-- START --

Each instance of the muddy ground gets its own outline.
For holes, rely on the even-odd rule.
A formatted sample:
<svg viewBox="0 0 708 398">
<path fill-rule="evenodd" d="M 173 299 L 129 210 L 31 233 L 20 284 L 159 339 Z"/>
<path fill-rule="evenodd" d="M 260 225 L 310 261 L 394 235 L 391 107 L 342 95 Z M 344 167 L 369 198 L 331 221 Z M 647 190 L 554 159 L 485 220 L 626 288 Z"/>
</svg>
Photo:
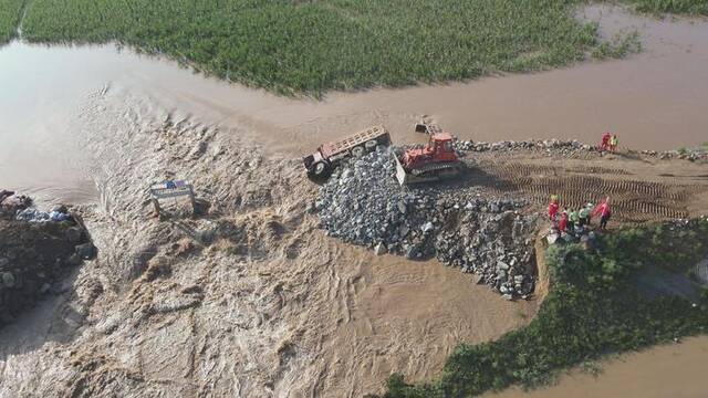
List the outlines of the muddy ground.
<svg viewBox="0 0 708 398">
<path fill-rule="evenodd" d="M 0 331 L 0 395 L 361 396 L 394 370 L 430 379 L 457 343 L 498 337 L 538 308 L 438 263 L 326 238 L 305 211 L 316 186 L 300 159 L 266 155 L 238 130 L 107 88 L 91 96 L 76 129 L 104 181 L 101 205 L 81 208 L 101 255 L 71 276 L 71 292 Z M 625 198 L 615 211 L 627 219 L 638 213 L 633 199 L 681 216 L 708 209 L 705 166 L 686 160 L 468 159 L 480 169 L 468 176 L 476 184 L 539 203 L 549 181 L 581 178 L 577 189 Z M 587 167 L 595 175 L 577 176 Z M 687 177 L 663 177 L 668 169 Z M 209 213 L 153 217 L 147 182 L 165 177 L 190 180 Z M 575 186 L 562 186 L 575 198 Z"/>
<path fill-rule="evenodd" d="M 592 142 L 611 128 L 632 147 L 700 144 L 708 24 L 606 10 L 587 17 L 610 33 L 636 27 L 645 53 L 322 103 L 112 48 L 3 49 L 13 94 L 0 98 L 9 121 L 0 179 L 44 201 L 88 203 L 81 211 L 101 255 L 64 280 L 70 290 L 0 331 L 0 396 L 356 397 L 379 391 L 392 370 L 431 379 L 457 343 L 527 324 L 538 301 L 506 302 L 458 270 L 326 238 L 304 211 L 316 187 L 298 157 L 371 124 L 386 124 L 397 143 L 420 140 L 409 127 L 424 113 L 471 139 Z M 622 222 L 708 207 L 706 166 L 684 160 L 468 160 L 478 168 L 469 182 L 537 210 L 551 192 L 569 206 L 611 193 Z M 166 176 L 191 180 L 209 214 L 152 218 L 147 185 Z"/>
</svg>

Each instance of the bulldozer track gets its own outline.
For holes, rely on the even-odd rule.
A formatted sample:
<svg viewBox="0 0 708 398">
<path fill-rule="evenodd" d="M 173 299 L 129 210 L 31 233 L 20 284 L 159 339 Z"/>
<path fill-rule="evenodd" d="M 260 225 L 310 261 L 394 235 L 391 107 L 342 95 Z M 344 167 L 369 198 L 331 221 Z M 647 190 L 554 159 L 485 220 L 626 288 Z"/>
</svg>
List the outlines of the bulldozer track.
<svg viewBox="0 0 708 398">
<path fill-rule="evenodd" d="M 500 180 L 496 186 L 502 188 L 498 190 L 522 192 L 539 205 L 558 195 L 562 207 L 577 209 L 610 196 L 614 217 L 632 222 L 687 218 L 686 203 L 691 196 L 708 193 L 706 186 L 617 179 L 632 174 L 603 167 L 580 169 L 513 163 L 481 169 Z"/>
<path fill-rule="evenodd" d="M 416 176 L 425 176 L 426 174 L 431 171 L 459 168 L 459 167 L 460 167 L 459 163 L 437 163 L 437 164 L 424 165 L 416 169 Z"/>
</svg>

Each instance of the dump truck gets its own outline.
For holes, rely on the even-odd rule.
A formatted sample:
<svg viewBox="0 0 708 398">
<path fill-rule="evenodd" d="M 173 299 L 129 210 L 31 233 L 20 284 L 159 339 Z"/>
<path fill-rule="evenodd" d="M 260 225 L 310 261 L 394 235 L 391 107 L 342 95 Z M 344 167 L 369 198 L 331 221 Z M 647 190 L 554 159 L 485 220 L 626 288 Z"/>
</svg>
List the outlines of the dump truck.
<svg viewBox="0 0 708 398">
<path fill-rule="evenodd" d="M 373 126 L 335 143 L 322 144 L 314 154 L 303 158 L 308 176 L 325 179 L 343 159 L 362 157 L 378 146 L 391 145 L 391 135 L 384 126 Z"/>
<path fill-rule="evenodd" d="M 423 148 L 406 149 L 396 159 L 396 179 L 403 185 L 437 181 L 458 176 L 464 163 L 452 146 L 455 137 L 437 125 L 416 124 L 416 132 L 427 133 L 429 140 Z"/>
</svg>

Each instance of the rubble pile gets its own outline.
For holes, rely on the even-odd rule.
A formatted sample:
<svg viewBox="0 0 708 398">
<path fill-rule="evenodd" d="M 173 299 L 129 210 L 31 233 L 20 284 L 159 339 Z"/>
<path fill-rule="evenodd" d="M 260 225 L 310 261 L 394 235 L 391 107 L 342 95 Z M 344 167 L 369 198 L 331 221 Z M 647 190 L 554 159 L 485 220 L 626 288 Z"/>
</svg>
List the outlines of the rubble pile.
<svg viewBox="0 0 708 398">
<path fill-rule="evenodd" d="M 483 143 L 472 140 L 455 142 L 455 149 L 459 153 L 475 151 L 513 151 L 513 150 L 538 150 L 545 153 L 560 154 L 563 156 L 581 155 L 584 153 L 597 153 L 595 145 L 584 144 L 576 139 L 528 139 L 528 140 L 502 140 L 497 143 Z M 633 150 L 628 153 L 638 153 L 644 156 L 656 157 L 659 159 L 683 159 L 689 161 L 708 161 L 708 149 L 706 146 L 698 148 L 683 148 L 678 150 Z"/>
<path fill-rule="evenodd" d="M 471 140 L 457 140 L 455 143 L 457 150 L 467 151 L 512 151 L 512 150 L 544 150 L 544 151 L 562 151 L 562 153 L 586 153 L 594 151 L 592 145 L 583 144 L 579 140 L 561 140 L 561 139 L 529 139 L 529 140 L 502 140 L 497 143 L 475 143 Z"/>
<path fill-rule="evenodd" d="M 43 296 L 63 292 L 67 271 L 96 254 L 64 207 L 42 212 L 25 205 L 0 203 L 0 327 Z"/>
<path fill-rule="evenodd" d="M 478 187 L 400 187 L 394 176 L 388 150 L 342 165 L 314 203 L 321 227 L 376 254 L 436 256 L 508 300 L 533 292 L 539 216 L 524 214 L 524 201 L 491 198 Z"/>
</svg>

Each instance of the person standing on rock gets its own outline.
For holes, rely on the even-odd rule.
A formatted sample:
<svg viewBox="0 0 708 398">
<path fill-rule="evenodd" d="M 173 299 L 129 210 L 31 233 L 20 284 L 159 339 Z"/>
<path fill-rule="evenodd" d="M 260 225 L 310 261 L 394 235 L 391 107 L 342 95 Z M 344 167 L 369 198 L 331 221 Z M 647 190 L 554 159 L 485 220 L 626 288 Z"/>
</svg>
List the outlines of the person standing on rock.
<svg viewBox="0 0 708 398">
<path fill-rule="evenodd" d="M 613 135 L 612 138 L 610 138 L 610 150 L 617 150 L 617 145 L 620 145 L 620 138 L 617 138 L 616 135 Z"/>
<path fill-rule="evenodd" d="M 551 196 L 551 202 L 549 203 L 549 220 L 555 223 L 555 218 L 558 217 L 558 196 Z"/>
<path fill-rule="evenodd" d="M 612 210 L 610 209 L 610 197 L 606 197 L 593 212 L 593 216 L 600 216 L 600 229 L 607 228 L 607 221 L 610 221 L 610 217 L 612 217 Z"/>
<path fill-rule="evenodd" d="M 561 213 L 561 221 L 558 223 L 558 231 L 565 232 L 568 229 L 568 211 L 563 210 Z"/>
<path fill-rule="evenodd" d="M 605 132 L 602 135 L 602 140 L 600 142 L 600 151 L 610 149 L 610 139 L 612 139 L 612 134 L 610 132 Z"/>
<path fill-rule="evenodd" d="M 579 222 L 580 218 L 577 216 L 577 211 L 571 210 L 571 212 L 568 214 L 568 229 L 571 230 L 571 232 L 574 232 L 575 227 L 579 226 Z"/>
<path fill-rule="evenodd" d="M 592 217 L 592 213 L 593 213 L 593 203 L 587 203 L 585 205 L 584 208 L 580 209 L 580 211 L 577 212 L 580 224 L 583 227 L 590 226 L 590 218 Z"/>
</svg>

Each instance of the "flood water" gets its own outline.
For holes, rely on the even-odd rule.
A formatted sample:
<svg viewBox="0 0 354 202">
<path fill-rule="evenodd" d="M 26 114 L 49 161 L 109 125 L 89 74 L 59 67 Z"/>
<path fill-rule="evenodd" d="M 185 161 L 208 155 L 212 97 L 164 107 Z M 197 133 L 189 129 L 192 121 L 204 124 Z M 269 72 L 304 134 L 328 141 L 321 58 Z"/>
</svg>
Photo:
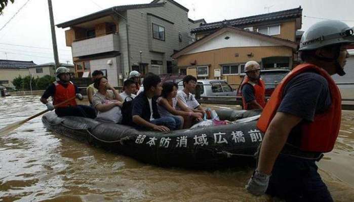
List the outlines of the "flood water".
<svg viewBox="0 0 354 202">
<path fill-rule="evenodd" d="M 0 98 L 0 128 L 46 109 L 39 98 Z M 335 201 L 353 201 L 354 111 L 342 114 L 335 149 L 319 165 Z M 48 131 L 40 117 L 0 136 L 0 201 L 271 201 L 245 191 L 252 171 L 142 164 Z"/>
</svg>

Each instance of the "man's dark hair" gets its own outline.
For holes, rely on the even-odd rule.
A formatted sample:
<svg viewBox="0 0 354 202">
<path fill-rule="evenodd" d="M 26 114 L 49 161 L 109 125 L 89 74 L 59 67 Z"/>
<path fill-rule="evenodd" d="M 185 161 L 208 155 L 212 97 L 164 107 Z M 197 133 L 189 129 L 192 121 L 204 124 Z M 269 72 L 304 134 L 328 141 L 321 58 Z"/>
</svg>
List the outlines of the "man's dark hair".
<svg viewBox="0 0 354 202">
<path fill-rule="evenodd" d="M 170 93 L 172 92 L 173 90 L 173 87 L 176 87 L 176 89 L 178 89 L 178 86 L 175 83 L 173 82 L 165 82 L 164 84 L 162 85 L 162 92 L 161 92 L 161 96 L 165 98 L 167 98 Z"/>
<path fill-rule="evenodd" d="M 101 83 L 101 80 L 102 80 L 102 79 L 103 78 L 107 79 L 107 77 L 106 76 L 103 76 L 100 78 L 95 79 L 95 80 L 94 81 L 94 83 L 93 84 L 93 87 L 95 87 L 95 89 L 98 89 L 98 87 L 99 87 L 100 86 L 100 83 Z"/>
<path fill-rule="evenodd" d="M 124 87 L 128 87 L 132 84 L 135 84 L 135 82 L 132 79 L 129 79 L 124 81 Z"/>
<path fill-rule="evenodd" d="M 159 83 L 161 82 L 161 78 L 158 75 L 152 73 L 149 73 L 144 78 L 143 86 L 144 92 L 147 92 L 152 87 L 156 87 Z"/>
<path fill-rule="evenodd" d="M 184 78 L 183 78 L 183 87 L 184 87 L 184 86 L 185 86 L 184 85 L 184 82 L 185 82 L 186 84 L 188 84 L 188 83 L 191 80 L 194 80 L 194 82 L 196 82 L 196 78 L 192 76 L 191 75 L 187 75 L 186 76 L 184 76 Z"/>
<path fill-rule="evenodd" d="M 92 76 L 97 76 L 97 75 L 100 75 L 100 74 L 102 75 L 102 76 L 103 75 L 104 75 L 104 74 L 103 74 L 103 72 L 102 71 L 100 71 L 100 70 L 95 70 L 91 74 Z"/>
</svg>

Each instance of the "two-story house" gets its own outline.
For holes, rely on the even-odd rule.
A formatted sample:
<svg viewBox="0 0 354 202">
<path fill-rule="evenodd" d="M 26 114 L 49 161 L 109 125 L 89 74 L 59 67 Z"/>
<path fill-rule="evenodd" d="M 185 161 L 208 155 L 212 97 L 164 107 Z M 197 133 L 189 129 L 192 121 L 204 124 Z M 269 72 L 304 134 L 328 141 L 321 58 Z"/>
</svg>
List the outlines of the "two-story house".
<svg viewBox="0 0 354 202">
<path fill-rule="evenodd" d="M 57 25 L 65 31 L 75 73 L 87 77 L 104 72 L 114 86 L 129 72 L 143 74 L 177 72 L 171 56 L 190 43 L 190 30 L 202 20 L 173 0 L 114 7 Z"/>
<path fill-rule="evenodd" d="M 291 69 L 301 27 L 300 7 L 203 24 L 191 30 L 195 42 L 175 53 L 181 73 L 199 78 L 240 83 L 244 64 L 259 62 L 262 69 Z M 301 35 L 299 33 L 297 34 Z"/>
</svg>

-- END --

* _Problem_: Please count how many lines of the material above contain the word "bulldozer", and reply with only that number.

* _Reply to the task_: 2